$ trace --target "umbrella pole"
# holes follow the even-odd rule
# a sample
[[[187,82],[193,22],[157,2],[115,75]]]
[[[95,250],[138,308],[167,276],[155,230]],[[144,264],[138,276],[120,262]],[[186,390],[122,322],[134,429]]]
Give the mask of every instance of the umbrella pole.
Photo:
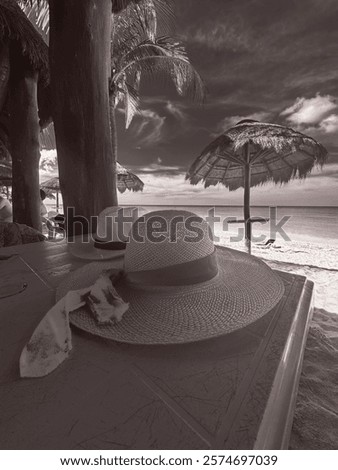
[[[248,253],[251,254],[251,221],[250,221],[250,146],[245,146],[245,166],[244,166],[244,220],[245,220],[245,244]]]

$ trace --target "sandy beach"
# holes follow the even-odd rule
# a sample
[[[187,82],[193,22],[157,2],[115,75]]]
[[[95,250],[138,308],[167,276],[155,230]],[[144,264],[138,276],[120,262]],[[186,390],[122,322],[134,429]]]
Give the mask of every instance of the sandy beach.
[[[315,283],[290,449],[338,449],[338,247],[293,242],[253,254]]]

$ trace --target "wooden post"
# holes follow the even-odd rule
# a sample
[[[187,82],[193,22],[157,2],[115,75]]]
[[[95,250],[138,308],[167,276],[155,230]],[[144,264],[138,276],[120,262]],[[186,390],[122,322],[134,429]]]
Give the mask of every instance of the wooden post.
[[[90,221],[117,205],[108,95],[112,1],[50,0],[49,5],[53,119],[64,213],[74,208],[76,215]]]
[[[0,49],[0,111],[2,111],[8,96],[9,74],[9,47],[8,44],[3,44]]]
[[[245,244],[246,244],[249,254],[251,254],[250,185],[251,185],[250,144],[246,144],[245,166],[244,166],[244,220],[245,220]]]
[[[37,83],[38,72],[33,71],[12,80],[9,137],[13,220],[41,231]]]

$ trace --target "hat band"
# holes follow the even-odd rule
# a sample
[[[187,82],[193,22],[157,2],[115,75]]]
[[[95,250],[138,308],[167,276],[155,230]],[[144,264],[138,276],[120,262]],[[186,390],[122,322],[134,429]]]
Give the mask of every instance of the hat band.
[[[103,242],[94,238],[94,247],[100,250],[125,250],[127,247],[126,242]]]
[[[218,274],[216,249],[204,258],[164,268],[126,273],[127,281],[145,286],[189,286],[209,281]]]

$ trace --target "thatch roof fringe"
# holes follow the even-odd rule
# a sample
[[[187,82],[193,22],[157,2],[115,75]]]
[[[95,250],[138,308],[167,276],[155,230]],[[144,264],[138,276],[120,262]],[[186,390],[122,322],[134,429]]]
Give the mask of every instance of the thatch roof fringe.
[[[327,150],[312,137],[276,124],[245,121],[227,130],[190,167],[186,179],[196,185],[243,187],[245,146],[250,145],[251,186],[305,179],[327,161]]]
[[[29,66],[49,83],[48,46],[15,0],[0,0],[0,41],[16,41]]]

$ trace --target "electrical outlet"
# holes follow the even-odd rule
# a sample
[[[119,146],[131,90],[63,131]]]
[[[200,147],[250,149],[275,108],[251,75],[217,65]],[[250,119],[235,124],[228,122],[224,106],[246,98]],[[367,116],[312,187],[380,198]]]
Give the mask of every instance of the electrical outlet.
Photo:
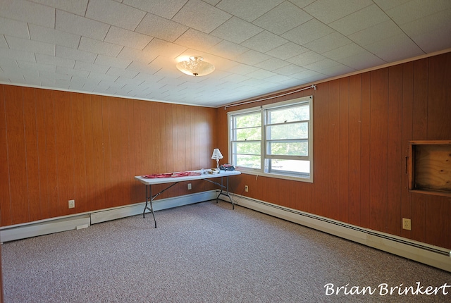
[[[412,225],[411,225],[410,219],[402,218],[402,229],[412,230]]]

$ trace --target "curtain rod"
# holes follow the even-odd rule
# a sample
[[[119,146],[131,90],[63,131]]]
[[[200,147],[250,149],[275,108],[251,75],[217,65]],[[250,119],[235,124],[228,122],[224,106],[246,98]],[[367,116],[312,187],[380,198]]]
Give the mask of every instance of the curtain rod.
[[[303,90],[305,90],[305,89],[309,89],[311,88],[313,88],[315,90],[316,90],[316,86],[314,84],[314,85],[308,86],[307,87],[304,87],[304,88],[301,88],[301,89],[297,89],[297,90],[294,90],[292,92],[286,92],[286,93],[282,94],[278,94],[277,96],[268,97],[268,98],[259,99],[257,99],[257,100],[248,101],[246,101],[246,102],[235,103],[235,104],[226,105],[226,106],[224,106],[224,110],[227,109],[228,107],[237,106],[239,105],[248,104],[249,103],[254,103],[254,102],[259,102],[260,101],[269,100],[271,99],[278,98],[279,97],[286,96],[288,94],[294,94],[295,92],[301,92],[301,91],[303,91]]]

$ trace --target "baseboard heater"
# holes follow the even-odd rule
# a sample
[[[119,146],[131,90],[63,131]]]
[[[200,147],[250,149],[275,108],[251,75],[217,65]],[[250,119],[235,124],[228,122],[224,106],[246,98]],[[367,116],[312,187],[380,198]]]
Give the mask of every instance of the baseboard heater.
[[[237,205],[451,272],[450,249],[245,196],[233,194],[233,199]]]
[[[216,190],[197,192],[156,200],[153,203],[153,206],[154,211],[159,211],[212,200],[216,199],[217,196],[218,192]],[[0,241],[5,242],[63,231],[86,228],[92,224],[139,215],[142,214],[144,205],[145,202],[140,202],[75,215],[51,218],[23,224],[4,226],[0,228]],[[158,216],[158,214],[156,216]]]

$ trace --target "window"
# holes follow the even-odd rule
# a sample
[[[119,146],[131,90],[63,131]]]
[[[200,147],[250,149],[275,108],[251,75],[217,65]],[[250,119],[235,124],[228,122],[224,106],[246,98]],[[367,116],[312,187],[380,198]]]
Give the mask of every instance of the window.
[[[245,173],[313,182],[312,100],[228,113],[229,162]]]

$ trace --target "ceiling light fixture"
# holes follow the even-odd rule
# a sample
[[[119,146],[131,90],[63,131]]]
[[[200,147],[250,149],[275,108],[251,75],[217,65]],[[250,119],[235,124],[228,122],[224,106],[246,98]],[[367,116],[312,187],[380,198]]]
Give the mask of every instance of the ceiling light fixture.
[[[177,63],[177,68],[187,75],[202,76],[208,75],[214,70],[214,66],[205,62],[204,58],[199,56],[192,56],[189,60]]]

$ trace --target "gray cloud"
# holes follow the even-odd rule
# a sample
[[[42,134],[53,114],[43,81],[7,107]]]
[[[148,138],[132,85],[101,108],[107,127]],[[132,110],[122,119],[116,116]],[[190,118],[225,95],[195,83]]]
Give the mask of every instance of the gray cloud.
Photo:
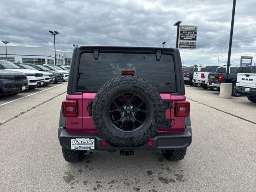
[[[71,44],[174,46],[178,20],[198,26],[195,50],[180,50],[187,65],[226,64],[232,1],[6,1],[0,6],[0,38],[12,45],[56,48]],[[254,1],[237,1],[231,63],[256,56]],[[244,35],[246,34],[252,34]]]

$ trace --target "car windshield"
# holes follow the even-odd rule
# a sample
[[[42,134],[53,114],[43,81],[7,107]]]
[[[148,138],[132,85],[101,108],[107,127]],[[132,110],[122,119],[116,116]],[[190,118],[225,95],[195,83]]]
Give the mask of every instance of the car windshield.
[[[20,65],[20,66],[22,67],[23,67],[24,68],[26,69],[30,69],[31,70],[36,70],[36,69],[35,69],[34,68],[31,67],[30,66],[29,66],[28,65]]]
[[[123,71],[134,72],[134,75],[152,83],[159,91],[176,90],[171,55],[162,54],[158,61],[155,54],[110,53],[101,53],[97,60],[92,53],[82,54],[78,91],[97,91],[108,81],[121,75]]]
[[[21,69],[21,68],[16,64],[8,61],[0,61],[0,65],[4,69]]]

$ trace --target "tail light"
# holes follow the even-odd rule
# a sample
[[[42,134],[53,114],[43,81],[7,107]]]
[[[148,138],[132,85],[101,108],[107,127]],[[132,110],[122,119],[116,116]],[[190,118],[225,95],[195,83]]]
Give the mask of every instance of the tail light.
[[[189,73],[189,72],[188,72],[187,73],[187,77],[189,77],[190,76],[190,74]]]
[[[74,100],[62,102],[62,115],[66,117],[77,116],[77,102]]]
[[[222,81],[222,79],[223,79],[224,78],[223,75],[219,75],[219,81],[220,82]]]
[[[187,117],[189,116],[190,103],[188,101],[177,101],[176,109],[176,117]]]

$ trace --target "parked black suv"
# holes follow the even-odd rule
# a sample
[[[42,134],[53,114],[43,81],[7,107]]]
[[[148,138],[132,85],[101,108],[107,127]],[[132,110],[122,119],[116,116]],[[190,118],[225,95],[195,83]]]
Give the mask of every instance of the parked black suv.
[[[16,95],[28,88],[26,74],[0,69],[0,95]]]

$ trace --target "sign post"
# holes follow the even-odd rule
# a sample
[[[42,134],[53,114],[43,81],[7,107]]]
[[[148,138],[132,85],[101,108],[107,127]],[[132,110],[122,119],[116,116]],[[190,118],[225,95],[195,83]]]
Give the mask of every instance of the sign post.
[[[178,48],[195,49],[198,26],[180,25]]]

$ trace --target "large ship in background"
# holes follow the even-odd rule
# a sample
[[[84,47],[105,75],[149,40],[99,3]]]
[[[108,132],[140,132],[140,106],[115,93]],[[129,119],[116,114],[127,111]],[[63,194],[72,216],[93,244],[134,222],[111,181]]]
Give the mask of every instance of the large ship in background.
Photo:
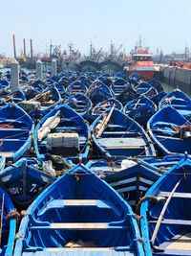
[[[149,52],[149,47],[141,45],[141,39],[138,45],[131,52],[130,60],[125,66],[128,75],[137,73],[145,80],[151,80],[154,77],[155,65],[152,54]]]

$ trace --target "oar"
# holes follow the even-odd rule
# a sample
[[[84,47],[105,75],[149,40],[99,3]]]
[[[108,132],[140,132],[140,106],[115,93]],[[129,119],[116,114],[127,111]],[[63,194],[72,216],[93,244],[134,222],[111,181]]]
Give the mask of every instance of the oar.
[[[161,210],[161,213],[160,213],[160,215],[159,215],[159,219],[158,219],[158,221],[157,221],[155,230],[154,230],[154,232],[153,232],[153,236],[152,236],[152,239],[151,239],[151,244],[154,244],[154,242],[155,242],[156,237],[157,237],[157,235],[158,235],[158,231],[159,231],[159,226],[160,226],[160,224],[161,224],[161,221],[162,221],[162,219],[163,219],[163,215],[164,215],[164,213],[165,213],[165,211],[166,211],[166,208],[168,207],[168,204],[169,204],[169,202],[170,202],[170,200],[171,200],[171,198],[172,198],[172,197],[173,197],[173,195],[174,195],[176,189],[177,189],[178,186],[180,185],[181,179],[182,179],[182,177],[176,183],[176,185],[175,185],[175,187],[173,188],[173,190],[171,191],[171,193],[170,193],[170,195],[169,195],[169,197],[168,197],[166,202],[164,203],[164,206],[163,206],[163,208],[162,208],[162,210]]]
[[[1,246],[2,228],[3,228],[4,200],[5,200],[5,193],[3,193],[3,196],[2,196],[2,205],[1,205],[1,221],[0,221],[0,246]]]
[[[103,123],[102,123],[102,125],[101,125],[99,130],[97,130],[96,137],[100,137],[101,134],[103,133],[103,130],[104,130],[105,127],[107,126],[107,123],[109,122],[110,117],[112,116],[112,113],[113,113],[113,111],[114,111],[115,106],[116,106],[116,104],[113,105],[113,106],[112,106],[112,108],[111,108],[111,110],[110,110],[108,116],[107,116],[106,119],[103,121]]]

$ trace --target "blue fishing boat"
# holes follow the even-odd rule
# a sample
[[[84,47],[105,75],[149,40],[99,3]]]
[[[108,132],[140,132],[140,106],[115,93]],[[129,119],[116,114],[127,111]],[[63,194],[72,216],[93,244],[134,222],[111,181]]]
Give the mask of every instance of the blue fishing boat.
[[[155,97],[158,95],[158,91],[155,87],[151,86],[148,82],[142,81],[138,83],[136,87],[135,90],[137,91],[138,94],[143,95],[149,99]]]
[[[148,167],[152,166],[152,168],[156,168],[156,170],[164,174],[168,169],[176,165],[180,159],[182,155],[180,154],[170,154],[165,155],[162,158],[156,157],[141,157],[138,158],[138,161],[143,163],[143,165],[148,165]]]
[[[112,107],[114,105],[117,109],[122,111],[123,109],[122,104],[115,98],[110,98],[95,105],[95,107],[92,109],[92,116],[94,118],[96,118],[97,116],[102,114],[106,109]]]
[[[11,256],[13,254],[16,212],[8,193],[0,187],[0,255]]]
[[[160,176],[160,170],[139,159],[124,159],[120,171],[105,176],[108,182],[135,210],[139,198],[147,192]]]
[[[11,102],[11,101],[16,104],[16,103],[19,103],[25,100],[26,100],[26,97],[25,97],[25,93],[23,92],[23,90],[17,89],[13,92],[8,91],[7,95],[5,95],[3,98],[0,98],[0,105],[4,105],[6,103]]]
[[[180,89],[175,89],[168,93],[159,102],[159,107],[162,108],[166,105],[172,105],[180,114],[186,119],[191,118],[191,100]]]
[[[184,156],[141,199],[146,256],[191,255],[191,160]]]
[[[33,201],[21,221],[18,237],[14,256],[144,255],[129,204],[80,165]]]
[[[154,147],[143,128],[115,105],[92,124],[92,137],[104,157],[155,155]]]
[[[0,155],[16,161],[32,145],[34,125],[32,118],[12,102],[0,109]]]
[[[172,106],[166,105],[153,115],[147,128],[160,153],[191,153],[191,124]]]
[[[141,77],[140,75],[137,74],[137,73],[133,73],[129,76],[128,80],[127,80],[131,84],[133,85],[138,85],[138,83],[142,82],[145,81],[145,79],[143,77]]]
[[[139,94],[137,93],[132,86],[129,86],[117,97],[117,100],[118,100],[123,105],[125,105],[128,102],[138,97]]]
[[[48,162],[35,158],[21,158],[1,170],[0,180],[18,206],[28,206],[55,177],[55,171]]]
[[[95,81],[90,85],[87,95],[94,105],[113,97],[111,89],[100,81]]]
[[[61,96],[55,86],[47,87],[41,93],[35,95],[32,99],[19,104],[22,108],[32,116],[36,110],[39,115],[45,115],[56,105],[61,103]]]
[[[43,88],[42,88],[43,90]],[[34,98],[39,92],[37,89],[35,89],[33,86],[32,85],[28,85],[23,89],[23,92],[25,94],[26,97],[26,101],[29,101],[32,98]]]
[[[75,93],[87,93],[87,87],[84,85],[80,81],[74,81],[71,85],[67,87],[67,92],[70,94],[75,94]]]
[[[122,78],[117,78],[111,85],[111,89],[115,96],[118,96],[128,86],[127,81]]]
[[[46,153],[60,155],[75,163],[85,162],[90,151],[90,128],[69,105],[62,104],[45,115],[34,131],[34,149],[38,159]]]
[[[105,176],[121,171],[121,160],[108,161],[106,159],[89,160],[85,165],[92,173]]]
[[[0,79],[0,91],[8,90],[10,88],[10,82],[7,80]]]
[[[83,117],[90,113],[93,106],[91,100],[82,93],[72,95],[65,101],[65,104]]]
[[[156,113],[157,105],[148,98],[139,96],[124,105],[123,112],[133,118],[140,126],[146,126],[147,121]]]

§ §

#### [Required work]
Write out the records verbatim, from their first line through the line containing "[[[37,83],[38,72],[33,71],[12,80],[9,137],[13,220],[41,231]]]", and omit the pictures.

#### [Exercise result]
$ trace --target "umbrella pole"
# holes follow the even-odd rule
# a sample
[[[187,82],[193,22],[157,2],[115,75]]]
[[[95,250],[138,308],[167,276],[155,230]],[[144,264],[138,276],[120,262]],[[186,390],[122,322],[134,429]]]
Give the mask of every instance of the umbrella pole.
Photo:
[[[248,253],[251,254],[251,221],[250,221],[250,146],[245,146],[245,166],[244,166],[244,220],[245,220],[245,244]]]

$ trace --target "sandy beach"
# holes follow the even-odd rule
# a sample
[[[187,82],[193,22],[157,2],[115,75]]]
[[[95,250],[138,308],[167,276],[155,230]],[[144,264],[138,276],[120,262]],[[186,390],[122,322],[134,429]]]
Give the mask of every instance of the sandy beach.
[[[315,283],[290,449],[338,449],[338,247],[293,242],[253,254]]]

$ trace --target "wooden post"
# holes follow the even-odd rule
# a sample
[[[187,82],[193,22],[157,2],[115,75]]]
[[[95,250],[138,308],[167,276],[155,230]],[[144,264],[138,276],[120,262]],[[186,390],[122,322],[134,429]]]
Give the mask of every instance of the wooden post.
[[[90,221],[117,205],[108,95],[112,1],[50,0],[49,5],[53,119],[64,213],[74,208],[76,215]]]
[[[0,49],[0,111],[2,111],[8,96],[9,74],[9,47],[8,44],[3,44]]]
[[[245,244],[246,244],[249,254],[251,254],[250,185],[251,185],[250,144],[246,144],[245,166],[244,166],[244,220],[245,220]]]
[[[37,83],[38,72],[33,71],[12,80],[9,137],[13,220],[41,231]]]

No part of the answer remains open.